(Your goal) Leave the pictures out. Return all other data exactly.

(Material to process)
** START **

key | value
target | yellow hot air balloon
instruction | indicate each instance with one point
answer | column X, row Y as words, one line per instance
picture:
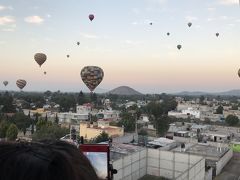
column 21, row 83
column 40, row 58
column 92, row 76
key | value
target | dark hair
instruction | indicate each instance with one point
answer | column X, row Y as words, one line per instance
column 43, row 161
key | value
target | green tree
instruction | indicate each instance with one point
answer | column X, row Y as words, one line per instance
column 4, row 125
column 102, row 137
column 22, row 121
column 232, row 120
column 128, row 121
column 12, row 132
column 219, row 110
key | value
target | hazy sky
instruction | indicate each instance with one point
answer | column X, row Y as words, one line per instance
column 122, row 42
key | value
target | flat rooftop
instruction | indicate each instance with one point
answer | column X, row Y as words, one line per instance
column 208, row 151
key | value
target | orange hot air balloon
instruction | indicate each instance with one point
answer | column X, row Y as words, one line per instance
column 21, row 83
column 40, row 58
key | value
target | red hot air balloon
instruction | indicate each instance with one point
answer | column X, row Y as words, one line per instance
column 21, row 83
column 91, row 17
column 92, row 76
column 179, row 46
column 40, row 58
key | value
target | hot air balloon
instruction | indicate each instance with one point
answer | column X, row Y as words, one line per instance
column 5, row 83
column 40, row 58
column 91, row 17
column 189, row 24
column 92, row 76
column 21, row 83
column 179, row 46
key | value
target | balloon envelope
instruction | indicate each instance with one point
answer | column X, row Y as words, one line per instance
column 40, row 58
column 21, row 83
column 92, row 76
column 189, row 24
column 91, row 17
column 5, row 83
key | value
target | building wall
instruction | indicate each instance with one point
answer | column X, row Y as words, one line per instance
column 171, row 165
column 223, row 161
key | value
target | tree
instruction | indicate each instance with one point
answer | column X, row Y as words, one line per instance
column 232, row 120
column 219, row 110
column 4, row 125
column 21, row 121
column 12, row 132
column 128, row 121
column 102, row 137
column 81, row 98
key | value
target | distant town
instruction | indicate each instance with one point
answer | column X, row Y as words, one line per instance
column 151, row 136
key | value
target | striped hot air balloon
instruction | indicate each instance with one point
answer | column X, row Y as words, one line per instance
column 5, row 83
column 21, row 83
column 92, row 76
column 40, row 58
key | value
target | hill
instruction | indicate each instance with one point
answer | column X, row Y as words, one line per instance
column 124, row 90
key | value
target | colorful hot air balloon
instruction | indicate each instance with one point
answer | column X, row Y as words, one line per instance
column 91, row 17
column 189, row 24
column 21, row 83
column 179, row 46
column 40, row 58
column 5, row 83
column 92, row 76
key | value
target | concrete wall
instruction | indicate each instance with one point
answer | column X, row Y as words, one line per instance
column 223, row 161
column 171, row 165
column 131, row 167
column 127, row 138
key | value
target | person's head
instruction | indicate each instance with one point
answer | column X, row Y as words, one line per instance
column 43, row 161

** END **

(Result)
key | value
target | yellow hot air balloon
instruction | indicate each instance with one point
answer | column X, row Y as words, one line per instance
picture:
column 21, row 83
column 40, row 58
column 92, row 76
key | value
target | dark hair
instruction | indicate each instance with one point
answer | column X, row Y as words, one line per instance
column 43, row 161
key | value
target | green tree
instruction | indicate each instance with one point
answer | column X, row Y as words, one line per instance
column 4, row 125
column 102, row 137
column 22, row 121
column 232, row 120
column 128, row 121
column 12, row 132
column 219, row 110
key | value
target | hazy sky
instruction | indicate each instance with one point
answer | column X, row Y as words, one line per instance
column 122, row 42
key | value
target | flat rooftop
instruction | indicate each instance with one point
answer | column X, row Y as words, one line per instance
column 208, row 151
key | value
target | orange hot air balloon
instruction | indicate each instance with one point
answer | column X, row Y as words, one line per instance
column 21, row 83
column 40, row 58
key | value
target | red hot air balloon
instruction | indicate each instance with one point
answer | column X, row Y as words, one line per instance
column 21, row 83
column 91, row 17
column 92, row 76
column 179, row 46
column 40, row 58
key | value
target | hot air balloon
instruction | indicate each instance with one point
answer | column X, row Y as words, one line per instance
column 5, row 83
column 40, row 58
column 91, row 17
column 189, row 24
column 92, row 76
column 21, row 83
column 179, row 46
key | value
target | balloon envelope
instruction | indicate each instance with one point
answer | column X, row Y as words, one line per instance
column 40, row 58
column 21, row 83
column 92, row 76
column 189, row 24
column 91, row 17
column 5, row 83
key | value
target | building wall
instruction | indicate each instance with one point
answer | column X, row Y as words, one line per instance
column 171, row 165
column 223, row 161
key | value
target | tree
instruction | indicate each instance with one point
answer | column X, row Y as words, one line per instance
column 232, row 120
column 219, row 110
column 4, row 125
column 21, row 121
column 12, row 132
column 128, row 121
column 102, row 137
column 81, row 98
key | value
target | distant town
instruction | indicate each instance with one point
answer | column X, row Y as words, one line per instance
column 151, row 136
key | value
target | striped hot air balloon
instruction | indicate each instance with one point
answer | column X, row Y as words, one line per instance
column 5, row 83
column 21, row 83
column 92, row 76
column 40, row 58
key | value
target | hill
instruction | indicate each instance with one point
answer | column X, row Y as words, one line per instance
column 124, row 90
key | value
target | colorful hot air balloon
instruction | indicate each instance with one point
answer | column X, row Y as words, one line per instance
column 91, row 17
column 189, row 24
column 21, row 83
column 179, row 46
column 40, row 58
column 5, row 83
column 92, row 76
key | value
target | concrete wall
instruction | indicate each instance with one point
answer | column X, row Y as words, one line per instance
column 223, row 161
column 171, row 165
column 131, row 167
column 127, row 138
key | value
target | person's head
instruction | indicate each instance with one point
answer | column X, row Y as words, one line per instance
column 43, row 161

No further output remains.